| Task directions |
In the passage about Denise's deportation, what role did Lilian Rolfe have?

| Quoted passage |

──────────

After questioning, Garnier and several others were transferred to the Gestapo prison at Place des Etat‐Unis. Some were later deported, but Garnier was released and Madame Wimille managed to escape. Further arrests followed around Sermaise over the next few days, and most of CLERGYMAN's arms were captured.

Denise was eventually transferred to Fresnes prison, and on 8 August joined a small group of women including Violette Szabo and Lilian Rolfe, wireless operator for the HISTORIAN circuit. They were put on a train at Gare de l'Est with 37 male prisoners – including Benoist – but kept separate. As they travelled towards the German border an RAF attack brought them to a standstill, but in the confusion the three chained women crawled down the carriage to bring water to the men, who were being kept in much worse conditions, crammed into two tiny compartments. The journey continued by truck, to a flyblown transit camp at Saarbrücken, where they were put in large sheds with other women from all backgrounds; one, Yvonne Baseden, was a fellow agent. The men were destined for Buchenwald, where Benoist would be executed the following month.

Ten days later Denise and her two companions were moved to Ravensbrück concentration camp, then to a smaller camp at Torgau, east of Leipzig. Put to work in an aircraft factory, they found the conditions here relatively good, though Lilian's health had been deteriorating ever since leaving Paris. However, their third transfer in October was to a derelict camp outside the gates of Königsberg on the River Oder, where all three of them began to suffer terribly. The building of a new runway required heavy manual labour, and this combined with the effects of the cruel winter and harsh camp regime quickly took their toll. Soon only Violette was able to maintain any hope: according to one grisly, anonymous fragment in her SOE file, Denise had been "suffering from gangrene", and Lilian had been admitted to the hospital, now desperately ill.

──────────

| Data extracts |
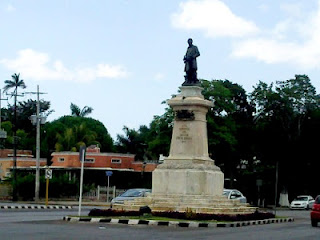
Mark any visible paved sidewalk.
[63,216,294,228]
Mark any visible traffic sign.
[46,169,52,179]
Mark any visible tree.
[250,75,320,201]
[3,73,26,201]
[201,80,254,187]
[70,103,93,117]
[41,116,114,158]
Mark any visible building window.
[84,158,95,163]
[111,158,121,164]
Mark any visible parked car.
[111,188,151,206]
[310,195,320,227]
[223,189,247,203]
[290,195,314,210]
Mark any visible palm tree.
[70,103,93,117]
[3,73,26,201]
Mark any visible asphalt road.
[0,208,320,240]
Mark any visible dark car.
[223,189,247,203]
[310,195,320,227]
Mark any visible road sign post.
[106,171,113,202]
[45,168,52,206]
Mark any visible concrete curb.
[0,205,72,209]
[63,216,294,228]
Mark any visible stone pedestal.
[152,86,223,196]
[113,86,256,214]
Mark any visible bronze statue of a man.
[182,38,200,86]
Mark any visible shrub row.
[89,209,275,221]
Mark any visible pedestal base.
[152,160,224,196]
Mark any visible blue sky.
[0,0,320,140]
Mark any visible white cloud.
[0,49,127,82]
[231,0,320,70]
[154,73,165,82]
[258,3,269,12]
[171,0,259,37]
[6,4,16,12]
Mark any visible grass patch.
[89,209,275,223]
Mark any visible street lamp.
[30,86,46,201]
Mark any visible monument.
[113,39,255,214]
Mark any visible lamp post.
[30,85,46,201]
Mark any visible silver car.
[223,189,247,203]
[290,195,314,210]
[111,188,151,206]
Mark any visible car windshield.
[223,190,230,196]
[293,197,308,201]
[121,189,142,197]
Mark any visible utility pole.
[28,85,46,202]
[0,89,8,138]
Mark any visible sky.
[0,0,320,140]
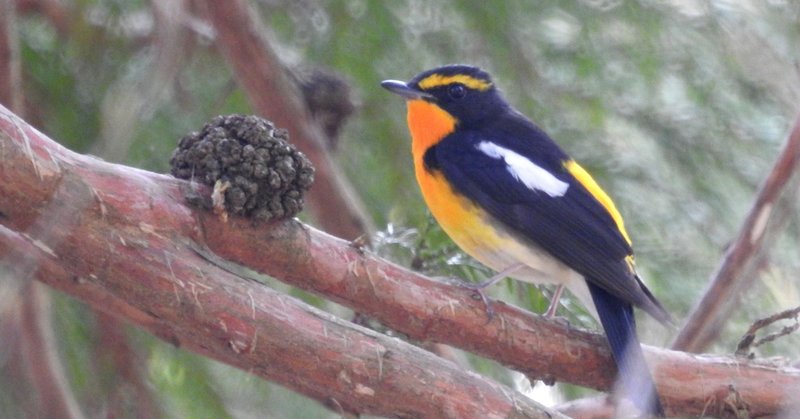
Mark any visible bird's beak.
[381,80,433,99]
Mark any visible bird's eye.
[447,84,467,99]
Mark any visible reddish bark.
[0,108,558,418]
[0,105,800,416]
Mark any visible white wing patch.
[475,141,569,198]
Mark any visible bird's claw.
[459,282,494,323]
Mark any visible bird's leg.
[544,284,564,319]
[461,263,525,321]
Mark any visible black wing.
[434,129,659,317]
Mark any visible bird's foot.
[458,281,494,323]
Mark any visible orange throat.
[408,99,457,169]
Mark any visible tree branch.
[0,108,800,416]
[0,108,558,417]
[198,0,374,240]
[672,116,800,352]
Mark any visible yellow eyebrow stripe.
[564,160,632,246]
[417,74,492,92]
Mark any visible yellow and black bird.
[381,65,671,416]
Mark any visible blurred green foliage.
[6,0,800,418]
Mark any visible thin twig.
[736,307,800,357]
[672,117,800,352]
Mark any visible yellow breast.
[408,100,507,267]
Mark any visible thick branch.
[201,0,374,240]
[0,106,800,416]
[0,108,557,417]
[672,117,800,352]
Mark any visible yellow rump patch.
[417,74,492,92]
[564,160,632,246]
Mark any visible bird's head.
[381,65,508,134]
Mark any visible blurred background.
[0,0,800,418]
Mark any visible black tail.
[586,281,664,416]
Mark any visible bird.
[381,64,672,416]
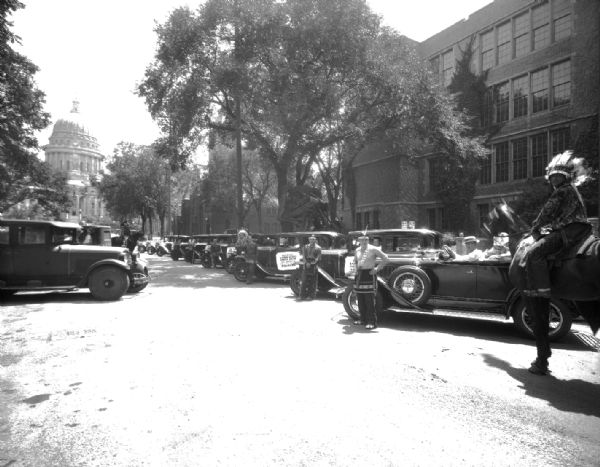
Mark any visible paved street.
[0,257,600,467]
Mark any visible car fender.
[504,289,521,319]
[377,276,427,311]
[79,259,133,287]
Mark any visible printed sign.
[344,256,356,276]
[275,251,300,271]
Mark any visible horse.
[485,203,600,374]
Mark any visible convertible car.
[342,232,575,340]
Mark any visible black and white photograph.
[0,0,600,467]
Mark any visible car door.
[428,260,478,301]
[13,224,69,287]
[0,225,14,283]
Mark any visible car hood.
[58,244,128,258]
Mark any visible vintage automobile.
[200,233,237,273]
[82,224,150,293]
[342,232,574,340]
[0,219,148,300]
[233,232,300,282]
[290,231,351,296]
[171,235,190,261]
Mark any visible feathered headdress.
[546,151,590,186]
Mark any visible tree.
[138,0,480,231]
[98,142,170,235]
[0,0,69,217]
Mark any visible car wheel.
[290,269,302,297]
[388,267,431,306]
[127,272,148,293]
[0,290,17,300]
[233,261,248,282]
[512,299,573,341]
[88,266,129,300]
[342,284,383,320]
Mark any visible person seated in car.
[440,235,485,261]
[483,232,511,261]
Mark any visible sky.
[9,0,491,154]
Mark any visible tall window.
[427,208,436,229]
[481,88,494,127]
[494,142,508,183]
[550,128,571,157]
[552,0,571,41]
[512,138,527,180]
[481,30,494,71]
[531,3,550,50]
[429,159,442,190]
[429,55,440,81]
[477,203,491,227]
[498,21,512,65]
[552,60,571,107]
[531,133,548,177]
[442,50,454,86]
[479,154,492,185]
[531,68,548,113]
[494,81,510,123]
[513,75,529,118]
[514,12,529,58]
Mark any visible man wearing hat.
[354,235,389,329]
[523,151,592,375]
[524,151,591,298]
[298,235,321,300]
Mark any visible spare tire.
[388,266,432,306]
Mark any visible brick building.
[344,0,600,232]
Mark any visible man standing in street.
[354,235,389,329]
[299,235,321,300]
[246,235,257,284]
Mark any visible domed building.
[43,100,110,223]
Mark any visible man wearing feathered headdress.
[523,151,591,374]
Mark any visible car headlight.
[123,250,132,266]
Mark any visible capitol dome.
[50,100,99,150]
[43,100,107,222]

──────────

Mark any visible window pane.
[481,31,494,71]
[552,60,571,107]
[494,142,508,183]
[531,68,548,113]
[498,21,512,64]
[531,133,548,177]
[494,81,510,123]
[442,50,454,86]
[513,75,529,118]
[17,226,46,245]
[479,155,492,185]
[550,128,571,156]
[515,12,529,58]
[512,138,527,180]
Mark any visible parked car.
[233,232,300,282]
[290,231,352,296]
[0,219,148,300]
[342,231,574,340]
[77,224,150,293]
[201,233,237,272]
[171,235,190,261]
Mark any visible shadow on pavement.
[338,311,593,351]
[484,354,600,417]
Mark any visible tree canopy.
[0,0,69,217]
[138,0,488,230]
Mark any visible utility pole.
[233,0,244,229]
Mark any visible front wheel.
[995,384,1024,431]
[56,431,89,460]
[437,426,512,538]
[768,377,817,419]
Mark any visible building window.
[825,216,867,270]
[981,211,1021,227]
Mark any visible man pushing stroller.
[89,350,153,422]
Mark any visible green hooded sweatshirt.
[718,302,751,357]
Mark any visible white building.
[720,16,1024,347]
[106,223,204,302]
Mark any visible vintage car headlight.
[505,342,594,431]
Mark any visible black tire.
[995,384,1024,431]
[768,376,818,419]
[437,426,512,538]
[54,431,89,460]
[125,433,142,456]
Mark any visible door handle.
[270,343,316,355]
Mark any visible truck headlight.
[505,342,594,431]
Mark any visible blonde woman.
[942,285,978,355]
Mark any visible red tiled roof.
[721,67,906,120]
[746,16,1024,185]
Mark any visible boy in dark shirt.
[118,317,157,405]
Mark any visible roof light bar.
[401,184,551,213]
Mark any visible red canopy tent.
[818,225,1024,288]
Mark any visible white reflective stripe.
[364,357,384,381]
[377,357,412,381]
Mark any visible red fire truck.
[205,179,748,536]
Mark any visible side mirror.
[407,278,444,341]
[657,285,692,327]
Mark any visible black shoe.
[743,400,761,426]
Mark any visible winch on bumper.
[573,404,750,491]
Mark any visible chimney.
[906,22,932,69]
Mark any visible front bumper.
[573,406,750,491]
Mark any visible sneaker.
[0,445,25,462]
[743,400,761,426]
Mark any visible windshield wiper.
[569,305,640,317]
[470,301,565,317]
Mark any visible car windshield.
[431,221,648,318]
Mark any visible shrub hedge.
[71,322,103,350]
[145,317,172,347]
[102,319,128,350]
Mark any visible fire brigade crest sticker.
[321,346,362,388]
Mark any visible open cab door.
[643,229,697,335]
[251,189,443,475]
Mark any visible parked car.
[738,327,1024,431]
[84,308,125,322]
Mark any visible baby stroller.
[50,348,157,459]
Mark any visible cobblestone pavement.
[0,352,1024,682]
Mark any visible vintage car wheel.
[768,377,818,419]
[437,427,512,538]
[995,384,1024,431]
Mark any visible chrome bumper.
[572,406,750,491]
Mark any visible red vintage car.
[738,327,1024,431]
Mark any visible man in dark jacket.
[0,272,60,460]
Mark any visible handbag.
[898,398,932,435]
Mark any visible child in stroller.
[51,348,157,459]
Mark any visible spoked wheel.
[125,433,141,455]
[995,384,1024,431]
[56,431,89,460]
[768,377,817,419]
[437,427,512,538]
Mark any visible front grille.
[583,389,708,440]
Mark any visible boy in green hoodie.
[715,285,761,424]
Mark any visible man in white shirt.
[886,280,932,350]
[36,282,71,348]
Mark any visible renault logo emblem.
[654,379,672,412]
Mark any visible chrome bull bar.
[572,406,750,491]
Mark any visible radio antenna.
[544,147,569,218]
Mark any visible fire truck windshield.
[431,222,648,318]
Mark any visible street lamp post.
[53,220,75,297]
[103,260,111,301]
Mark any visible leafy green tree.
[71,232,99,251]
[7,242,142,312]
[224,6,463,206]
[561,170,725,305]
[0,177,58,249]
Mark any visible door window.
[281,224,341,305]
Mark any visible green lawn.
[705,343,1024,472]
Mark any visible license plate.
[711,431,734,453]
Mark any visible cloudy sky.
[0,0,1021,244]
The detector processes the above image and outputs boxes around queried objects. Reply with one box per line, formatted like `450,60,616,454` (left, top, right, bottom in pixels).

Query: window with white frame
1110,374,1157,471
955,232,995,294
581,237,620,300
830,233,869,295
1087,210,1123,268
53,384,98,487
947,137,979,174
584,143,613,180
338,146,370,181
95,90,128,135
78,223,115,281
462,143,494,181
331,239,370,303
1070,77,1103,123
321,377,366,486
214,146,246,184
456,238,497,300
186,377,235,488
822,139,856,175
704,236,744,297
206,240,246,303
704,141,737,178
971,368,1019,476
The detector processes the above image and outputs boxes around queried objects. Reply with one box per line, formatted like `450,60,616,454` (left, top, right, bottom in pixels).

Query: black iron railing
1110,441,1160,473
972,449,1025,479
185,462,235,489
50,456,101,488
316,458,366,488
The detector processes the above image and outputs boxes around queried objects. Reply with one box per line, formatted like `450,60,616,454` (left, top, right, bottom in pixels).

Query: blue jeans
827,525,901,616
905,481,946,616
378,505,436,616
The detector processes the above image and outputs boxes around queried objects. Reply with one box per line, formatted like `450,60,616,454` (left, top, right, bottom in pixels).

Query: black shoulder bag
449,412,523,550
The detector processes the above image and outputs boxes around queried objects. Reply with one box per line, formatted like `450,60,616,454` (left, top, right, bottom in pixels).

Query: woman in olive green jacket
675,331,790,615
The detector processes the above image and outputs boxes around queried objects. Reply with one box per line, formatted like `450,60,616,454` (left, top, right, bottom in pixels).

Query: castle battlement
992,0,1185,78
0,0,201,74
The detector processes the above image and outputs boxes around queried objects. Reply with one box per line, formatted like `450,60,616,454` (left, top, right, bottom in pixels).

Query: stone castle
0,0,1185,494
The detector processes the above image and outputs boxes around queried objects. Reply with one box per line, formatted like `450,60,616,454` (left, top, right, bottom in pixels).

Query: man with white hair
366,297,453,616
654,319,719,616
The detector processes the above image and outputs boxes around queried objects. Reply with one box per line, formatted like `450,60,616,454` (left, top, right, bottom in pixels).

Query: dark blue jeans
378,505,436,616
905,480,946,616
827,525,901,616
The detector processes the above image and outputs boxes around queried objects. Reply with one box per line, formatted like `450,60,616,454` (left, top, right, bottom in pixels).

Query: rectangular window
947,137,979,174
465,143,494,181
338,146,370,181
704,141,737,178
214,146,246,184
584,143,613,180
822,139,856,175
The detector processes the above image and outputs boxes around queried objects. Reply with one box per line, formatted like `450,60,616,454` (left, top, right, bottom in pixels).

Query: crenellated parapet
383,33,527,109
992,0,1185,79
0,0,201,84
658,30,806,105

──────────

| Problem solution |
She was the wireless operator for the HISTORIAN circuit.